:: Consigne ::
Relevez, dans l'ordre d'apparition, tous les noms propres de personnes ou de personnages cités dans la critique de film.

++++ Extrait du document ++++

Il est des films dont il ne faut probablement point parler ex abrupto en sortant de la salle. De celui-ci, on pourrait trop vite dire qu’il était aussi abscons qu’emmerdant.

Et puis, les choses mûrissent et grandit en vous quelque chose d’intrigant : ce qui vous a rebuté presque tout du long de la projection, prend une toute autre place, et si vous avez quitté la salle à l’issue de la projection, le film est en réalité entré en vous.

Karsh (Vincent Cassel) est un riche entrepreneur que la mort de sa femme Becca (Diane Kruger) a laissé irrémédiablement désemparé. Pour faire un deuil impossible, il a eu l’idée, un rien glauque, que de créer un cimetière connecté (les tombes ressemblent d’ailleurs à des smartphones alignés). Les défunts, habillés d’un suaire électronique, peuvent être regardés ad nauseam, comme si on les appelait en visio pour assister à leur inexorable décomposition silencieuse.

Alors qu’il déjeune avec un crush potentiel, Karsh l’interroge sur la profondeur d’obscurité qu’elle est capable d’atteindre, résumant bien son personnage.

++++ Enregistrements ++++

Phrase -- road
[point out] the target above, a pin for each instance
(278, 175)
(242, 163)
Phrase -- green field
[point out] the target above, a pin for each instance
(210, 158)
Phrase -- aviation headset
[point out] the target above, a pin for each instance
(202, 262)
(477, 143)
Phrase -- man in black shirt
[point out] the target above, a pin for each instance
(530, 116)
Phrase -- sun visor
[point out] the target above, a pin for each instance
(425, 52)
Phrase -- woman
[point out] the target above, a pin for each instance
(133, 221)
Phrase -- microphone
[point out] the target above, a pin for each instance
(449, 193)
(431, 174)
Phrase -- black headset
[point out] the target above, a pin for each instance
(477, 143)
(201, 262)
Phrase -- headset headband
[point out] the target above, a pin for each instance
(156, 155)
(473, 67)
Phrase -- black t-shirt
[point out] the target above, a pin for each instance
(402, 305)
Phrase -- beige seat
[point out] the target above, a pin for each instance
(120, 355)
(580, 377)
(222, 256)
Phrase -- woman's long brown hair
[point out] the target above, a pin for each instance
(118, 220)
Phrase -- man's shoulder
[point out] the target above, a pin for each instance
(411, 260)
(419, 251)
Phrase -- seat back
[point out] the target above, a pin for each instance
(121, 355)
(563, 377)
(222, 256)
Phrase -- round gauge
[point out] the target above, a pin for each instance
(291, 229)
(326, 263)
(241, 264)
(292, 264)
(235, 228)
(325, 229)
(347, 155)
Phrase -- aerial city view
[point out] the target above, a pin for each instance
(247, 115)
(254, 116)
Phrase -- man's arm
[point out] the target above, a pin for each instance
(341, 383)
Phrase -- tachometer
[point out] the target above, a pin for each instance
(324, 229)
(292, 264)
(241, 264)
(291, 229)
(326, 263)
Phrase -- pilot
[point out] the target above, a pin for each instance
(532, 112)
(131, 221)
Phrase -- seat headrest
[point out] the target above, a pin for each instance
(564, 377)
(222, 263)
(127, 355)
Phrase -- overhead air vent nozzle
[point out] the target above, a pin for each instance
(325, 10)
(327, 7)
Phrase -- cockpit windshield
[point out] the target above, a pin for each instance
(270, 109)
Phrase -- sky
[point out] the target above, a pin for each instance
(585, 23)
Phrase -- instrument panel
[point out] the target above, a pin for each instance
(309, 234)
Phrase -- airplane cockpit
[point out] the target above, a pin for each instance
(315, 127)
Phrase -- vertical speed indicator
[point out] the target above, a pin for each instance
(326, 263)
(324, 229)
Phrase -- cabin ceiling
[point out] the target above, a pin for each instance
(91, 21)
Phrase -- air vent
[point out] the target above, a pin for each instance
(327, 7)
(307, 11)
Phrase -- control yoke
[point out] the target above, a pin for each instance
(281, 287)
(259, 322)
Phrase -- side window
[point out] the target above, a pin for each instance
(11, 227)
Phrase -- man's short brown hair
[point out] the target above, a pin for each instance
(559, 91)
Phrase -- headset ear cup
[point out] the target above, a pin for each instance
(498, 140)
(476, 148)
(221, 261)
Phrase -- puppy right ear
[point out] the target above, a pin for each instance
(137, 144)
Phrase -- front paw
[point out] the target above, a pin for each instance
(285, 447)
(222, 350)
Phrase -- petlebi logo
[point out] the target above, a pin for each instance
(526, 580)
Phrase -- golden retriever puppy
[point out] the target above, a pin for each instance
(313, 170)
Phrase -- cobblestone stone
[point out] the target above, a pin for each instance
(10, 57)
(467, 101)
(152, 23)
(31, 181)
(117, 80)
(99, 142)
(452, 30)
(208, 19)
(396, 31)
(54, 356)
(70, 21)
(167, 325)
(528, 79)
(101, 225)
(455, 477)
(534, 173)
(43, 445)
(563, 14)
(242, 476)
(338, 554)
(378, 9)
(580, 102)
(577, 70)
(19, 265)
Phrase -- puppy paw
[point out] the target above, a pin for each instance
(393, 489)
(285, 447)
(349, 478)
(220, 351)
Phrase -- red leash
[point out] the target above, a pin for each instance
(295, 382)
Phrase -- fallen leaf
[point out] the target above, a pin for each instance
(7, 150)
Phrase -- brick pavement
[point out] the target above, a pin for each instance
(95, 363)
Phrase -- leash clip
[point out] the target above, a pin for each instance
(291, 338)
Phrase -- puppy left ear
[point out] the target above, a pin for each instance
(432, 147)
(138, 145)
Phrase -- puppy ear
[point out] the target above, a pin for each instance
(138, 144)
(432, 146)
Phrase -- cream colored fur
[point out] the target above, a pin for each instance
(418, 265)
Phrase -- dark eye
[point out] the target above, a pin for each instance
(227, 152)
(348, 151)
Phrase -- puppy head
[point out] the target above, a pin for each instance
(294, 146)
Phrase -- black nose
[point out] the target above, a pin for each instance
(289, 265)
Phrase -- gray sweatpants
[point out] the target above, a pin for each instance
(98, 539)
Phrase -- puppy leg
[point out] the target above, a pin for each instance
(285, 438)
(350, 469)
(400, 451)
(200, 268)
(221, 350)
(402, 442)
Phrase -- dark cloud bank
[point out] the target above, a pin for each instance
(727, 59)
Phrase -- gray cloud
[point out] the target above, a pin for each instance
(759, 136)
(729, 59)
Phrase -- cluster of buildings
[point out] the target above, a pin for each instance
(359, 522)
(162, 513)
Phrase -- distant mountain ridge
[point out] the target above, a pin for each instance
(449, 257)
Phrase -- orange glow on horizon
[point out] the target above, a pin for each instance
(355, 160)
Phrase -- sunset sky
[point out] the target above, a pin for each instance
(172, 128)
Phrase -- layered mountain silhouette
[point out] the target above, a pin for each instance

++++
++++ Enregistrements ++++

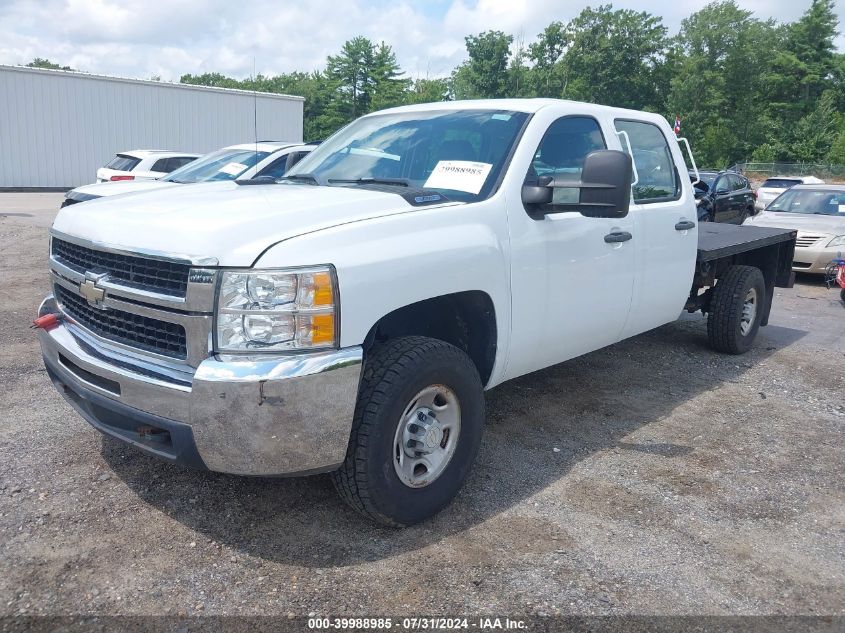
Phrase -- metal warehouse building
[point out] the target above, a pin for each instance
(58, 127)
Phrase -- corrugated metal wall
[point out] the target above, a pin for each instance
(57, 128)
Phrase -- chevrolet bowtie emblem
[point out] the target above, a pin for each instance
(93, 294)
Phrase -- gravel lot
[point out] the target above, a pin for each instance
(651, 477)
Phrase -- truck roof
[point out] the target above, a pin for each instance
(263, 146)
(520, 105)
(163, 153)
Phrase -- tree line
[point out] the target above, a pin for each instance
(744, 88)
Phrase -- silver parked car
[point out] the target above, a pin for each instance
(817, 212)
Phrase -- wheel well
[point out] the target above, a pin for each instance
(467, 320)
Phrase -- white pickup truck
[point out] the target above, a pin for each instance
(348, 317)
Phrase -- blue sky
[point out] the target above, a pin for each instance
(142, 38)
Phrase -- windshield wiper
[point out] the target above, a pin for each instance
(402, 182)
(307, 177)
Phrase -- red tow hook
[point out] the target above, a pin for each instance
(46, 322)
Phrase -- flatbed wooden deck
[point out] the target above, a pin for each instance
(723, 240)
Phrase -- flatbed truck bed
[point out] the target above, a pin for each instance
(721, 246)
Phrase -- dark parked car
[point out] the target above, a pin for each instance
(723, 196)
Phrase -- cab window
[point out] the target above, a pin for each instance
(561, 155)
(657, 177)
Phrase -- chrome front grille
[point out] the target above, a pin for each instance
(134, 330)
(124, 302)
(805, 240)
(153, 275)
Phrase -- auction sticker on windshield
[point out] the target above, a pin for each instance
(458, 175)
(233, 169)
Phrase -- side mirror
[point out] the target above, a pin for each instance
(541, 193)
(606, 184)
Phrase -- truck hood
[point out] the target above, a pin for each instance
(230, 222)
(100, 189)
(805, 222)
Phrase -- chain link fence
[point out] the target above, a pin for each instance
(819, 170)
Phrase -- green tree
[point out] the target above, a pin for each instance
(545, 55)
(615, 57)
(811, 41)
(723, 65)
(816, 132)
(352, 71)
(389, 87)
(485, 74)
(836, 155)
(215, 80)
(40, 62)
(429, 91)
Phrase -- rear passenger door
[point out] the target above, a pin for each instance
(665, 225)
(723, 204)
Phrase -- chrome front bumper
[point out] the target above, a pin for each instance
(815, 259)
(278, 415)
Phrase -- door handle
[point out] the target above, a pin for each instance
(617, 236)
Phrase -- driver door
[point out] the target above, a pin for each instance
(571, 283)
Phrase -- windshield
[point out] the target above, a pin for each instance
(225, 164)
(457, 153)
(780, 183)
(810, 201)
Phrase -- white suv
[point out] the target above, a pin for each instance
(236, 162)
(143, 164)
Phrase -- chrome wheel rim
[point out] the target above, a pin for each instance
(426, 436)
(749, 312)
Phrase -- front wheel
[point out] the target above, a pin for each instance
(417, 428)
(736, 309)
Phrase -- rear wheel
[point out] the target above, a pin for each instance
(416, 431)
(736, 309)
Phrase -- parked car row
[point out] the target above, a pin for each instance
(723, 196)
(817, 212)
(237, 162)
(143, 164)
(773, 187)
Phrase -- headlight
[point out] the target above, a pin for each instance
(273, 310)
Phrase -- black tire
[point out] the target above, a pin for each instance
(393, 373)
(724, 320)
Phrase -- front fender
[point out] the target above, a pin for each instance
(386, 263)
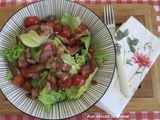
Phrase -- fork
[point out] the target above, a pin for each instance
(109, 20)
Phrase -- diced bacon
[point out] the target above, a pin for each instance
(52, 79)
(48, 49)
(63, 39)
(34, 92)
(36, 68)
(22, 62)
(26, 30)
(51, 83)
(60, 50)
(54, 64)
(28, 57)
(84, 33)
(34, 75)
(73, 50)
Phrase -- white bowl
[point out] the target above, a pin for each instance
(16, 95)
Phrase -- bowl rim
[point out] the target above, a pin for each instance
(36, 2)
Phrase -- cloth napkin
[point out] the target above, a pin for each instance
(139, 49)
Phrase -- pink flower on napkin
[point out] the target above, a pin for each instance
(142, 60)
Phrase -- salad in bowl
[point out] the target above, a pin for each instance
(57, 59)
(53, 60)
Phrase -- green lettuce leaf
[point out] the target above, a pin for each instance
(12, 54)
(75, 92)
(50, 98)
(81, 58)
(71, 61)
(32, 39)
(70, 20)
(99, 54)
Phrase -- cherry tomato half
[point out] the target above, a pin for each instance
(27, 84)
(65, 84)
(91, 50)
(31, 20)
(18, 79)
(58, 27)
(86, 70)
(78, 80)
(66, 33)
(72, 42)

++++

:: Résultat ::
Karsh, Vincent Cassel, Becca, Diane Kruger